WHAT THE TASK ASKS: Each line of the data is to be output verbatim, with the images removed.

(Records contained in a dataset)
****************************************

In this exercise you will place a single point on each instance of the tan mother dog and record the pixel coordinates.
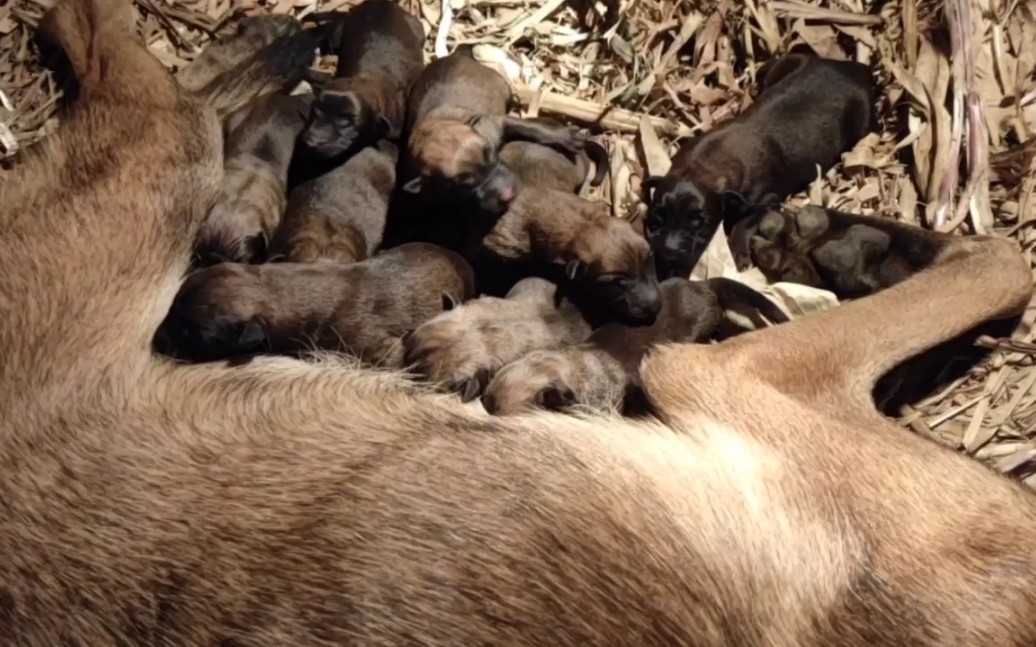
(285, 503)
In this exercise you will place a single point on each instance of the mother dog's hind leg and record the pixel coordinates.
(831, 361)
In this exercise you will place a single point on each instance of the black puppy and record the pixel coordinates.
(809, 112)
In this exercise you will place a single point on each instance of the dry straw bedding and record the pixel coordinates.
(957, 147)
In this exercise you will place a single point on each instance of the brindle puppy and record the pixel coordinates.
(601, 263)
(462, 348)
(252, 34)
(378, 58)
(258, 151)
(455, 125)
(541, 166)
(340, 215)
(231, 310)
(809, 112)
(603, 374)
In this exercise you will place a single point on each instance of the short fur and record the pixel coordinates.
(379, 55)
(601, 263)
(285, 502)
(548, 168)
(257, 153)
(232, 310)
(810, 111)
(339, 216)
(464, 347)
(603, 374)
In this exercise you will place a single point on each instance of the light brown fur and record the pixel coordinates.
(291, 503)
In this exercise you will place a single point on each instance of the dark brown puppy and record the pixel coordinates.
(850, 255)
(602, 264)
(604, 373)
(456, 122)
(340, 215)
(231, 310)
(809, 112)
(252, 34)
(258, 150)
(541, 166)
(464, 347)
(379, 55)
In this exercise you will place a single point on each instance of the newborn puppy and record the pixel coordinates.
(463, 347)
(603, 374)
(541, 166)
(258, 151)
(340, 215)
(850, 255)
(379, 55)
(455, 125)
(605, 268)
(231, 310)
(252, 34)
(809, 112)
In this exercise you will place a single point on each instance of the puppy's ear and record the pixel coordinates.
(555, 396)
(413, 186)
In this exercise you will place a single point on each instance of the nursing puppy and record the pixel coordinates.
(252, 34)
(258, 151)
(601, 263)
(231, 310)
(809, 112)
(456, 123)
(462, 348)
(541, 166)
(340, 215)
(603, 374)
(379, 55)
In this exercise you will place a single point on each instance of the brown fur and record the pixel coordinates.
(548, 168)
(251, 34)
(464, 347)
(340, 216)
(602, 374)
(754, 160)
(285, 502)
(602, 264)
(363, 309)
(379, 55)
(257, 155)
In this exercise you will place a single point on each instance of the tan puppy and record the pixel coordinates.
(548, 168)
(251, 34)
(258, 151)
(603, 374)
(603, 265)
(286, 502)
(231, 310)
(462, 348)
(339, 216)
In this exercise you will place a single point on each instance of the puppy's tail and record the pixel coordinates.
(602, 163)
(731, 293)
(279, 65)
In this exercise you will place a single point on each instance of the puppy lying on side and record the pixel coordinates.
(603, 374)
(604, 267)
(456, 123)
(462, 348)
(541, 166)
(258, 151)
(253, 33)
(231, 310)
(809, 112)
(340, 215)
(379, 55)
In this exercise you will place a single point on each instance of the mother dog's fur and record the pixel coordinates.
(291, 503)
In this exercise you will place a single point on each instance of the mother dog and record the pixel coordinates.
(285, 503)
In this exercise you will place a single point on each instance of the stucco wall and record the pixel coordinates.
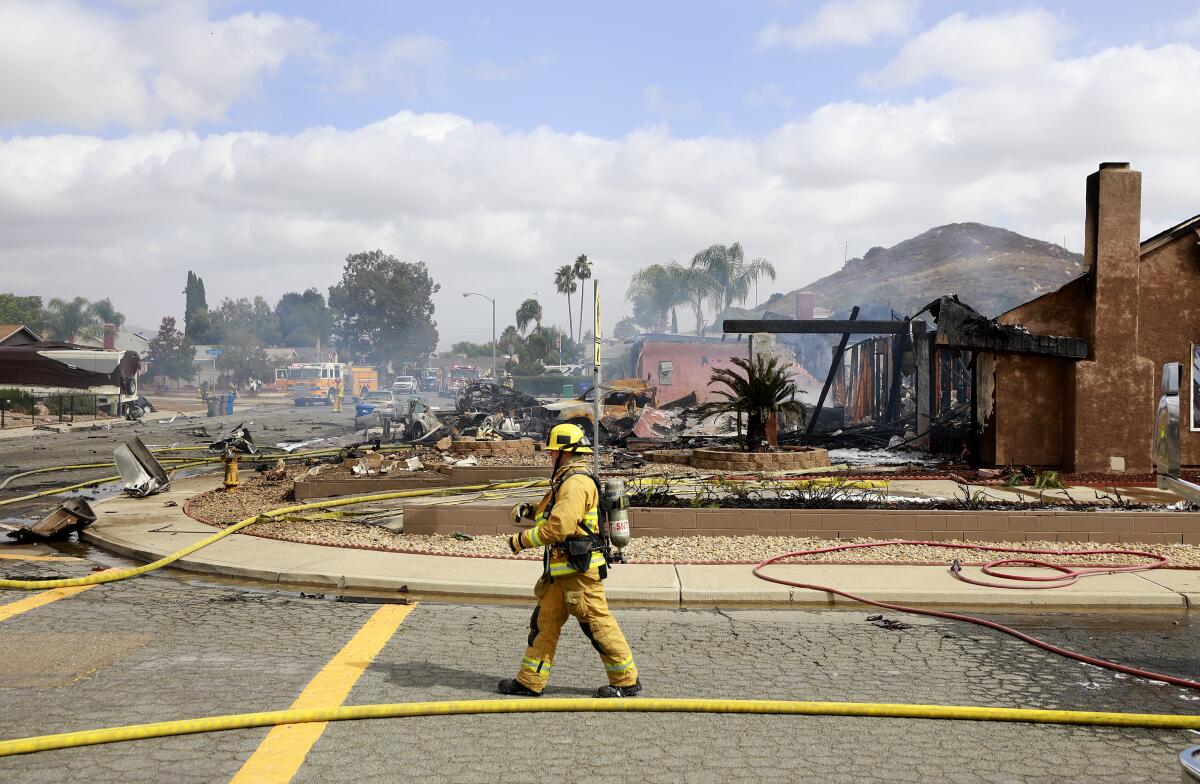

****************************************

ANSWER TO THIS TASK:
In this exercise you will place a single point on each instance of the tan mother dog and record the pixel coordinates.
(285, 503)
In this exercise you will place a single point on each instance of the mother dog's hind leg and record the pixel coordinates.
(831, 361)
In this exercise you will place a single point on each instance of the black puppy and record the pixel coordinates.
(809, 112)
In this exercise you will place a single point on each instance of the dry straw bedding and record the pixel coordinates.
(957, 147)
In this exercise you will place a single point on each instance of the brindle puppy and record the pixel coordinates.
(601, 263)
(462, 348)
(252, 34)
(378, 58)
(258, 151)
(455, 125)
(541, 166)
(340, 215)
(231, 310)
(809, 112)
(603, 374)
In this exercise you will place a single point on each instance of the short fur and record the pixel coordinates.
(379, 55)
(601, 263)
(285, 502)
(548, 168)
(257, 153)
(232, 310)
(810, 111)
(339, 216)
(464, 347)
(603, 374)
In this exercise you will place a single point on each instance of the light brown fur and record the pixel coordinates.
(291, 503)
In this exercise you will place a single point on each instance of the dark brown puppy and record the pixel coordinates.
(850, 255)
(602, 264)
(604, 373)
(456, 122)
(340, 215)
(231, 310)
(809, 112)
(252, 34)
(258, 150)
(541, 166)
(464, 347)
(379, 55)
In this exercise you will place a single point on each instance of the newborn puppy and record the pixel coordinates.
(463, 347)
(603, 374)
(541, 166)
(258, 151)
(340, 215)
(850, 255)
(379, 55)
(455, 125)
(605, 268)
(231, 310)
(252, 34)
(809, 112)
In this exercise you will place a single point on each instance of the puppy's ear and record the pixel coordinates.
(555, 396)
(413, 186)
In this exercise you will place a single point on each instance of the nursing puppy and record the pixel coordinates.
(252, 34)
(258, 151)
(601, 263)
(231, 310)
(809, 112)
(456, 123)
(462, 348)
(541, 166)
(340, 215)
(603, 374)
(379, 55)
In this exercise you will place a single point on each instance of the brown fur and record the pixel coordinates.
(548, 168)
(251, 34)
(464, 347)
(340, 216)
(602, 374)
(754, 160)
(285, 502)
(602, 264)
(363, 309)
(379, 55)
(257, 155)
In this exercise you will place a single point on each instance of the tan puppy and record the pixel coordinates.
(548, 168)
(251, 34)
(258, 151)
(603, 374)
(603, 265)
(286, 502)
(231, 310)
(462, 348)
(339, 216)
In this exercise you will place a single point on each instance of the puppy's tail and record the pixel coordinates.
(602, 163)
(731, 293)
(279, 65)
In this exercise you will place a single point on each instance of the puppy lying on side and record the pixel coordinates.
(603, 374)
(604, 267)
(456, 123)
(462, 348)
(541, 166)
(258, 151)
(253, 33)
(231, 310)
(809, 112)
(340, 215)
(379, 55)
In this exercise you will place a single point on each instance of the mother dog's fur and record the pixel coordinates.
(291, 503)
In this exercise you will place a single point on each instance of the mother dog and record the pixel coordinates.
(285, 503)
In this exercise you will place a single point on each instance of the stucco wall and record the pixel coordinates.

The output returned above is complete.